▶ [Short problem]: In the listing below, swap every occurrence of "locator" for "annotator" and reproduce the lines with nothing else altered. Omit the pictures from your reproduction.

[Coordinate annotation records]
■ ■ ■
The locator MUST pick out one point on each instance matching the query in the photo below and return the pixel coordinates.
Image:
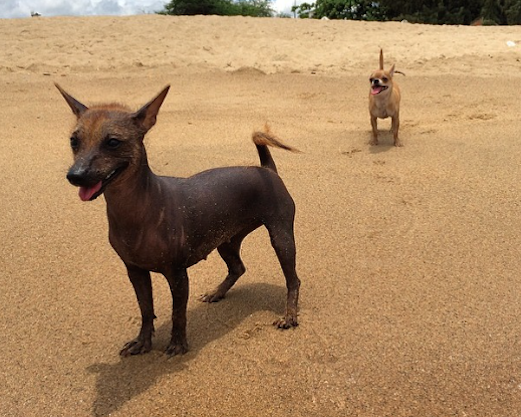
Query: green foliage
(342, 9)
(451, 12)
(257, 8)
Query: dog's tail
(264, 139)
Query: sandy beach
■ ■ ■
▶ [Full output]:
The annotator MUST pick out one point on each instance matching the query in the photo below and return the pixel coordinates.
Image:
Query: green foliage
(342, 9)
(451, 12)
(257, 8)
Query: dog's tail
(264, 139)
Query: sandy beach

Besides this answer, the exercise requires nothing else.